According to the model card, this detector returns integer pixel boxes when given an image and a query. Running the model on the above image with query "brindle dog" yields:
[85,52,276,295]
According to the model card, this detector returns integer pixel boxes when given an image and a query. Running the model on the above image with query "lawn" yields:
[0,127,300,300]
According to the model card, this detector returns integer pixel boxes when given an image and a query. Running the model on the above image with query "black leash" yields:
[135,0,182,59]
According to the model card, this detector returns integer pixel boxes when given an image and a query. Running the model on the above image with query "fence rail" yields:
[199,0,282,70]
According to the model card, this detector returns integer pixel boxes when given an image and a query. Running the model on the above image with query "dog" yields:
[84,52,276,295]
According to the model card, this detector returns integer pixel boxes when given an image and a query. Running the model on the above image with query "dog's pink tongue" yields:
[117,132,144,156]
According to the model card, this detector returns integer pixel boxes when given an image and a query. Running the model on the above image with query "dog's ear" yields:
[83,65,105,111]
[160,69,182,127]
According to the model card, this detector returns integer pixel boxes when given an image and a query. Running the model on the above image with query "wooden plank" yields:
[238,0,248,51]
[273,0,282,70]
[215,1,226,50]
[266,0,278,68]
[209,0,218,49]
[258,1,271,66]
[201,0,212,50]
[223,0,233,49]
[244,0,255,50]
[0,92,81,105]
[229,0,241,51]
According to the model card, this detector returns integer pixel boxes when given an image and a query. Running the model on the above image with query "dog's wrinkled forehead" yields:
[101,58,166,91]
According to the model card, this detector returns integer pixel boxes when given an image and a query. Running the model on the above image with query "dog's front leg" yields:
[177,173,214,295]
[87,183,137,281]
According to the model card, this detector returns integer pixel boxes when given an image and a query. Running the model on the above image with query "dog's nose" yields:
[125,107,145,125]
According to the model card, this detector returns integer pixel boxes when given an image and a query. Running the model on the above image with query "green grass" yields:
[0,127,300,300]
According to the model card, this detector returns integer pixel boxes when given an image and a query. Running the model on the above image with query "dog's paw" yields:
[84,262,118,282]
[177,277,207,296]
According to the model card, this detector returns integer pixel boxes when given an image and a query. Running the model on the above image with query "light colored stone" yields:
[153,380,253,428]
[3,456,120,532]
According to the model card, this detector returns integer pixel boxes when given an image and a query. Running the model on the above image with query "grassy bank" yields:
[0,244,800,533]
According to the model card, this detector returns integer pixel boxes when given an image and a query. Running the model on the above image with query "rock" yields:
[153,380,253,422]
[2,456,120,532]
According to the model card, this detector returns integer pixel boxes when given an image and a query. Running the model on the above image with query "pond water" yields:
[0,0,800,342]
═══
§ **AIM**: Rewrite all of the records above, changing "model card" to "documentation" wherever it appears and leaving everything else as it is.

§ **PROBLEM SOLUTION**:
According to the documentation, this detector returns integer pixel boxes when given an image and a query. Running the model on the above image with query "brindle dog" yields:
[85,52,276,295]
According to the documentation, this detector returns integer pixel boxes when given an image and a query. Running the model on the above image with query "lawn" yields:
[0,127,300,300]
According to the documentation, this detector returns integer pixel boxes when given an image and a query. Running the model on the above image with query "black leash" yields:
[135,0,182,59]
According to the documentation, this detector returns integer pixel boxes when given an image and a query. Running the model on the above image with query "fence rail" yields:
[199,0,282,70]
According to the documentation, this detector returns integer pixel boxes when given an image and a query. Running the model on the above image with query "dog" yields:
[84,52,276,295]
According to the documentation, this detector returns integer pixel boxes when given an image and a query. Running the model on the above image with query "dog's pink tongue" yields:
[117,132,144,156]
According to the documentation, this detector returns integer pixel boxes when given an image and a query. Running the model on the above image with query "dog's ear" yields:
[83,65,105,111]
[160,69,182,127]
According to the documentation, this detector returns integer pixel boxes when given an image and a query. Running the model on the above image with query "wooden plank" yields:
[238,0,248,51]
[273,0,282,70]
[215,1,226,50]
[266,0,278,68]
[209,0,218,49]
[258,1,271,66]
[201,0,212,50]
[223,0,233,49]
[244,0,255,50]
[0,92,81,105]
[229,0,241,51]
According to the documentation, this detector returns integer pixel boxes when given an image and a query. Running the model on the above image with query "dog's wrinkled forehead" yields:
[101,58,166,91]
According to the documentation, this detector returns integer pixel boxes when given an image and a query. Running the model on the above image with query "dog's front leg" yields:
[177,173,214,295]
[87,183,137,281]
According to the documentation, this detector returns integer pixel boxes when given an image and a query. Running the model on the above image with query "dog's nose" yields:
[125,107,145,125]
According to the documentation, this detector returns integer pixel boxes when given an image and a query. Running the model on the above image with query "green grass" yields:
[0,127,300,300]
According to the documentation, this detector returns integer pixel boxes when given an image and a query. Running the model on the above image with query "dog's paw" yields:
[84,262,118,282]
[177,277,207,296]
According to the documentation, this detector returns integer pixel boxes when given an image and a query. Running the model on the above image with query "light colored stone" yields:
[153,380,253,428]
[3,456,120,532]
According to the documentation, this detector returns integer pixel boxes when given an image and a query. Running the model on the above image with query "grassy bank" yields:
[0,244,800,533]
According to the documentation, this detector returns integer pixel boxes when given an image and a query. Running the model on the above image with query "rock" yields:
[153,380,253,422]
[2,456,120,532]
According to the documentation, this detector returns integer pixel boxes when given an image and a query. Running the model on the above image with query "pond water" yields:
[0,0,800,342]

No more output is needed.